*AIM*
Render the lines of the records that run from the line containing "Draw the outline" through the end of the records, both inclusive, as a numbered list, leaving out any blank lines.

(A block of data)
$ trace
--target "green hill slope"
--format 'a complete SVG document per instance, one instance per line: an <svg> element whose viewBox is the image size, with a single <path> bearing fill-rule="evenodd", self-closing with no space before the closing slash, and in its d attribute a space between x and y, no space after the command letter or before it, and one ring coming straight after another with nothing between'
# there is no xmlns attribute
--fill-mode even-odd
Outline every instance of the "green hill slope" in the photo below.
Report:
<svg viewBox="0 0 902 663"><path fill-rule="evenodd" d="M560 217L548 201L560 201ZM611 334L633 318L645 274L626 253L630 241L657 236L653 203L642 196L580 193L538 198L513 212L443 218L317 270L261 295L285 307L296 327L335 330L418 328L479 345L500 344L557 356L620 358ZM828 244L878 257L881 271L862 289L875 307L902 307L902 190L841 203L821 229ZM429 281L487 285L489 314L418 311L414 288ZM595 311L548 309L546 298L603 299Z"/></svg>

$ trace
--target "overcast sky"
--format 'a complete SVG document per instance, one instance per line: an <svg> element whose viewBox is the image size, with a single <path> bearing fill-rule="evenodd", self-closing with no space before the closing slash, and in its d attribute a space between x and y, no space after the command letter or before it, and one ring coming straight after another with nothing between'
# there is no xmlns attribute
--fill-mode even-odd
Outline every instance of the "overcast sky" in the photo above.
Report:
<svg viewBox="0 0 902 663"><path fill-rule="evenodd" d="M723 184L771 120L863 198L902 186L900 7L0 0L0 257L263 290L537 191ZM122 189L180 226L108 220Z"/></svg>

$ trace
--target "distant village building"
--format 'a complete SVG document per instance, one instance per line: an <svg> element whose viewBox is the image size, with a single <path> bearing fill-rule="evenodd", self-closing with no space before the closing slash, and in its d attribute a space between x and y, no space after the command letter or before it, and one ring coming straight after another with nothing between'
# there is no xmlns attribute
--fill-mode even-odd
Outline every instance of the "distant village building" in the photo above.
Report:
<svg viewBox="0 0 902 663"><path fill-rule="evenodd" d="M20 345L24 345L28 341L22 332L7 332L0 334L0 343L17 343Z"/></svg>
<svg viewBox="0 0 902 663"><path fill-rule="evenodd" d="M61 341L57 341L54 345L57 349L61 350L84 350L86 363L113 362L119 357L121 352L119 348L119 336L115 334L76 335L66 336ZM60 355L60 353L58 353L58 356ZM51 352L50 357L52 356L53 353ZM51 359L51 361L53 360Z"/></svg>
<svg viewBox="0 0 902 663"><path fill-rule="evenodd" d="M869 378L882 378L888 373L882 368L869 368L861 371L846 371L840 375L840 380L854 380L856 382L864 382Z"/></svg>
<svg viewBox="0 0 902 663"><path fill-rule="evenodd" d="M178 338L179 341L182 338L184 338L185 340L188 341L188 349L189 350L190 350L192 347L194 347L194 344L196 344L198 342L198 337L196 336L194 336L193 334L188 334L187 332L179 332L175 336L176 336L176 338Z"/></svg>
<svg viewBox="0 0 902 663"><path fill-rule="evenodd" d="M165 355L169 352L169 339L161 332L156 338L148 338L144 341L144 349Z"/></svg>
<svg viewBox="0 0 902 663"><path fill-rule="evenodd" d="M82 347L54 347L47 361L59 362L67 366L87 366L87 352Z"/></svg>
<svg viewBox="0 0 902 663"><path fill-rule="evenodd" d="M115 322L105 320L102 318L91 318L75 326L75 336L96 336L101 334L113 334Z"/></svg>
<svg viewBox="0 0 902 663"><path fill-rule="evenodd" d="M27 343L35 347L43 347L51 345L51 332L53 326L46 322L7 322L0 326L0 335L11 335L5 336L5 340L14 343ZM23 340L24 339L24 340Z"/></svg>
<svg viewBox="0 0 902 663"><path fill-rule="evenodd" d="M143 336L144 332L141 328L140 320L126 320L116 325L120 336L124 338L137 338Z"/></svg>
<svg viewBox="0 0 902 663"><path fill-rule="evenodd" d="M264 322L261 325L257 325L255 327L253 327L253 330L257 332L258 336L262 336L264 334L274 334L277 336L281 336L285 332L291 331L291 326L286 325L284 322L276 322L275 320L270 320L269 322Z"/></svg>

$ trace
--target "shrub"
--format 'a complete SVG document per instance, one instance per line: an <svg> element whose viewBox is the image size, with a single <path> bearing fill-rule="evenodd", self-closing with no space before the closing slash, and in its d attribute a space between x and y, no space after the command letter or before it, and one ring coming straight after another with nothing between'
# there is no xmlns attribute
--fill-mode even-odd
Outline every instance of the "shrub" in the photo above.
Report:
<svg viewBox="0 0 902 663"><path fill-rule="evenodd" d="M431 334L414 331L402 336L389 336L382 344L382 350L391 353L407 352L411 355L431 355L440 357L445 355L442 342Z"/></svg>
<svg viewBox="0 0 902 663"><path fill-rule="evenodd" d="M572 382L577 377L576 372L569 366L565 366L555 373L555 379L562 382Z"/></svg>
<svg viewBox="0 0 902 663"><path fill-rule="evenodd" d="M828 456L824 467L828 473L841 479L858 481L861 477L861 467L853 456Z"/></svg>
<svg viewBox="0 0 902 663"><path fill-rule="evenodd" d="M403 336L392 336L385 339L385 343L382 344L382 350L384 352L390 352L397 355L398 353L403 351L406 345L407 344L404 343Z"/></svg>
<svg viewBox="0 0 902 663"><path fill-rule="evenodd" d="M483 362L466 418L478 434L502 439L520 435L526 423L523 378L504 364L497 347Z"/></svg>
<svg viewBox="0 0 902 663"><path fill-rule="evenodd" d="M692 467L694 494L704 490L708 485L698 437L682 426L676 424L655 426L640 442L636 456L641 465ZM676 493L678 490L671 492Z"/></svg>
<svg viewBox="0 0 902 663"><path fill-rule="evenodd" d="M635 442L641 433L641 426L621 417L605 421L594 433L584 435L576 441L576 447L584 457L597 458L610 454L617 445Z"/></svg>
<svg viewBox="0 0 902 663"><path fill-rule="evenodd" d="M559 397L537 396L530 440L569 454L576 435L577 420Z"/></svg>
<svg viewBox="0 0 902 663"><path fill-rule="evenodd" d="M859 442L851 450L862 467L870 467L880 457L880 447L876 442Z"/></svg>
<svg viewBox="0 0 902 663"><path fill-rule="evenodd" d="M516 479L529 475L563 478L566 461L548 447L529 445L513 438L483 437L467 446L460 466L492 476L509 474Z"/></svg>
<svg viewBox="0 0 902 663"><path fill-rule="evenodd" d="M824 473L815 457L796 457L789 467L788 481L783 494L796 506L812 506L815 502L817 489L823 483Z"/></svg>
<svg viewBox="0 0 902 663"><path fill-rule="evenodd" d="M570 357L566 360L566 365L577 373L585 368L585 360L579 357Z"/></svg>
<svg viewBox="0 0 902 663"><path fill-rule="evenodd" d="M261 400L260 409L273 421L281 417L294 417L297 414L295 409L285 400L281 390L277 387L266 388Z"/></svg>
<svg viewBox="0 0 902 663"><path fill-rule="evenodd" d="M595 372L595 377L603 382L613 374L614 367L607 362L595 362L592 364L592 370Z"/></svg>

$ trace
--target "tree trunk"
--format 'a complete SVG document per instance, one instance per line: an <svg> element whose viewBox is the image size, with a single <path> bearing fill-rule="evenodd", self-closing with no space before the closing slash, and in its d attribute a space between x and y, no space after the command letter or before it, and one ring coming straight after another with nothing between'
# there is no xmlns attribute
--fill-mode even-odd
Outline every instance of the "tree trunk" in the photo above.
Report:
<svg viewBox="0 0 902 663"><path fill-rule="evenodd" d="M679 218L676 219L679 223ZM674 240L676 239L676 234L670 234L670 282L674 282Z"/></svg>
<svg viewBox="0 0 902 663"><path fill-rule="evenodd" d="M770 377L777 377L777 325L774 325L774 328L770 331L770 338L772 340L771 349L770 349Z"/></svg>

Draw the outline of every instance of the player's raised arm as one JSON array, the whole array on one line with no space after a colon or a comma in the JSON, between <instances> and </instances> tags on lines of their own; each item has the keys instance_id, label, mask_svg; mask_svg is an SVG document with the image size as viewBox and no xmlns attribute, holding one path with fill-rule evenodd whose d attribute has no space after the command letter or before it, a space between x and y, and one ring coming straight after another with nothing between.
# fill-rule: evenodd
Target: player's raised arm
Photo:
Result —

*ANSWER TO THIS PROBLEM*
1. Draw the outline of every instance of the player's raised arm as one JSON array, the whole array on one line with no space after a colon or a comma in the JSON, between <instances> and </instances> tags on lines of their own; each item has the keys instance_id, label, mask_svg; mask_svg is an SVG document with the image size as viewBox and no xmlns attribute, holding one path with fill-rule evenodd whose d attribute has no space after the command letter or before it, a space between x and y, and one ring coming straight after another with nothing between.
2. # fill-rule: evenodd
3. Target: player's raised arm
4. Photo:
5. Result —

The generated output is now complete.